▶ [Required work] Reproduce every entry in the listing without alteration.

### Data section

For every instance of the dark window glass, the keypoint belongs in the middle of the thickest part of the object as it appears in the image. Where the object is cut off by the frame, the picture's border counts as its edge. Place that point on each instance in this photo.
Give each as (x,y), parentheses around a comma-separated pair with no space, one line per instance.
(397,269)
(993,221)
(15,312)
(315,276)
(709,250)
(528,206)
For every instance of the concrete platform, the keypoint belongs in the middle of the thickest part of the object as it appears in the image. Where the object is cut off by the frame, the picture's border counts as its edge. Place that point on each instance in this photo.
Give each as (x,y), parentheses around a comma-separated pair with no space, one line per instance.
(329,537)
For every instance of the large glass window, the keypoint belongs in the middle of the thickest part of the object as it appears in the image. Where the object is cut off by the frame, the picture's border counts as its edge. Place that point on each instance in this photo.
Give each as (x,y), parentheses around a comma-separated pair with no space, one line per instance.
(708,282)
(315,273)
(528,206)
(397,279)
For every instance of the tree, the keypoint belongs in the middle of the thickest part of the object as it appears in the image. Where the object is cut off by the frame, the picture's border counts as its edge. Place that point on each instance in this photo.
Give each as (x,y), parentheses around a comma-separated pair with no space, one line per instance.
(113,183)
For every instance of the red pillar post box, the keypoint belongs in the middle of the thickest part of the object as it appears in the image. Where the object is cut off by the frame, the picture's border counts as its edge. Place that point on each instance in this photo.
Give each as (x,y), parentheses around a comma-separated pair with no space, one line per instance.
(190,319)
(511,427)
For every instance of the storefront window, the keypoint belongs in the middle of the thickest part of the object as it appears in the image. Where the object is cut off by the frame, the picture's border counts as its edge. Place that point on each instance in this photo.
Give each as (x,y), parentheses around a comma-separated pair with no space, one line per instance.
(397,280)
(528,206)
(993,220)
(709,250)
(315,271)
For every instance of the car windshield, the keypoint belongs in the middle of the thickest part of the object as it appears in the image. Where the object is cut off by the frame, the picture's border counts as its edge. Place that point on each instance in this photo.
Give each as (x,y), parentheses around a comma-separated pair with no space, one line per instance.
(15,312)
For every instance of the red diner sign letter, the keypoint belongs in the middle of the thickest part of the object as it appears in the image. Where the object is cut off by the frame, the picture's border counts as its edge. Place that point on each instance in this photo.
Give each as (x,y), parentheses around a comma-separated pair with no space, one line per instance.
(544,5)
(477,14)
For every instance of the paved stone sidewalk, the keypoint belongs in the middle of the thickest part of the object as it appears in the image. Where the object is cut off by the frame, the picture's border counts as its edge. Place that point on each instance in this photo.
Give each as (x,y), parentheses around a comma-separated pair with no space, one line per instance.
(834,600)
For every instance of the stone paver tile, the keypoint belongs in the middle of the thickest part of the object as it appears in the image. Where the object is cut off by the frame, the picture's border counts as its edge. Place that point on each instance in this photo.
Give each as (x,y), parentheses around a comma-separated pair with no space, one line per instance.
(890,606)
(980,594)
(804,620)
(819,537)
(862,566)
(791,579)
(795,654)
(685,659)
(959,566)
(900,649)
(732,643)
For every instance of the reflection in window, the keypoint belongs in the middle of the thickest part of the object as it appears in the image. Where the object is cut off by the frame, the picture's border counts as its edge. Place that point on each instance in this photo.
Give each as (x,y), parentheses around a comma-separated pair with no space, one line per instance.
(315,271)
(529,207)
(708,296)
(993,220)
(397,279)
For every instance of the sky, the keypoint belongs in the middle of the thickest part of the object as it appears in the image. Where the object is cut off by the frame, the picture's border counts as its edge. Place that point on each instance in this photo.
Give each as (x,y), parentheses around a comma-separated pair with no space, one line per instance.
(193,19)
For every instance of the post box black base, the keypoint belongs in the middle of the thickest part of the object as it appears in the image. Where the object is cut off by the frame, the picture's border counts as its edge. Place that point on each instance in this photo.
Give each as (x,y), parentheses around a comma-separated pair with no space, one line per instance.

######

▶ [Final result]
For every instance of the dark window glass, the keypoint belongs in the middle of the thickest part of the object as it appears in the image. Where the object is cut off by the frame, the picture's border counts as its edge. Place that point on each instance in this photo.
Give each as (x,y), parentheses around a comma-separated pair with no space, one line per instance.
(397,269)
(993,221)
(15,312)
(315,276)
(709,250)
(528,206)
For every instance of the concrete platform, the keypoint belongs in the middle of the thickest part of the object as it appears in the image. Where the object is cut off by the frame, the picture's border counts as its edge. Place that point on each instance in this photo.
Give each as (x,y), parentheses around a comma-separated pair with no space, one line per instance.
(329,537)
For every instance of the large glass window, the keypoint belongs in the middle of the thickest part of the object as it appears in the image. Where the object is cut off by the frame, the picture's border counts as its edge. Place that point on each instance in this photo.
Give each as (x,y), parentheses around a comma-separated pair with no space, one line per instance.
(708,282)
(315,273)
(528,206)
(397,279)
For every instance of the tree, the keypoint belongs in the middle of the thickest part of the object as it appears in the image. Where the object is cut off by the frame, the picture's border counts as its edge. Place that point on each instance in this photo.
Give each as (x,y), parentheses around a comma-separated pair with no space, one line per instance.
(113,183)
For every instance of the red pillar post box, the keypoint belongs in the middle of the thickest part of the object as it appears in the image. Where the object is cut off by the frame, the picture's border counts as its edge. Place that point on each instance in this photo.
Give each as (x,y), parentheses around a comma-separated pair with no space, one line per instance.
(190,319)
(511,427)
For every instance of the storefront window, the keypoint belongs in the middle of the thickest part of the object as it appears in the image. Where the object is cut off by the frame, the picture's border counts as its edge. Place that point on each instance in this photo.
Give each as (x,y), parentheses around a comma-separated pair with no space, one line per instance.
(397,280)
(528,206)
(993,220)
(709,250)
(315,271)
For every instance of the car windshield, the keypoint belongs in the middle of the thickest part of the object as it appears in the image. Where the object is cut off by the frame, the picture's border counts as its edge. Place that point on each instance in this photo.
Give each as (x,y), parentheses around a comma-separated pair with no space, one line per instance.
(15,312)
For every instance of the red diner sign letter, the keypoint belongs in the middle of the thickest part of the object as it appears in the image. Where the object is cut off by the frame, the picture's border counts as its edge. Place that point on each instance in this photo.
Give each as (x,y), parentheses around a comma-separated pair with no space, one line per instance.
(544,5)
(477,14)
For every instance of the paved stone sidewalk, the keypoint belongs in the middle of the thickest part of the object as it appears in the image. Where the object is cut off by the frame, the picture's border counts as its edge. Place that point on each instance in this photo.
Give each as (x,y), parentheses around a comma-separated pair with no space, one line per instance.
(834,600)
For every instance of the stone paver tile, the keypoint belongs in the middle of the thickest part of the object as it appears in the image. Where the object is cut off by the frame, the picture's border counts as its edge. Place that point on each instance in this photo.
Give each as (x,y), parentheses around a comma-separated pair with no space, one line per instance.
(890,606)
(980,594)
(804,620)
(819,537)
(862,566)
(791,579)
(795,654)
(685,659)
(959,566)
(900,649)
(732,643)
For every instance of the reflection in window, the keypoint belongs in the middle of the thickest part of the object as it appears in the image. Where the object is cut off by the frame, the picture's border counts as its edge. Place that point on each instance in this photo.
Give each as (x,y), parentheses around a comma-separated pair with no space, one line per instance.
(315,271)
(529,207)
(708,296)
(993,220)
(397,279)
For every instance of the sky, the keypoint belongs in the middle of the thickest part of the object as it appears in the image. Where the object is cut off by the frame, the picture's border counts as its edge. Place that point on each instance in this photo.
Give each as (x,y), parentheses around a comma-separated pair with no space, one line per instance.
(193,19)
For every instance of the post box black base, the keypoint belongs in the middle of the thickest part of the object as it appears in the image. Where the object is cut off by the frame, the picture's border counts as its edge. Place that point on each instance in this photo.
Give each as (x,y), parentheses around a comma-separated pair with no space, one line per instance.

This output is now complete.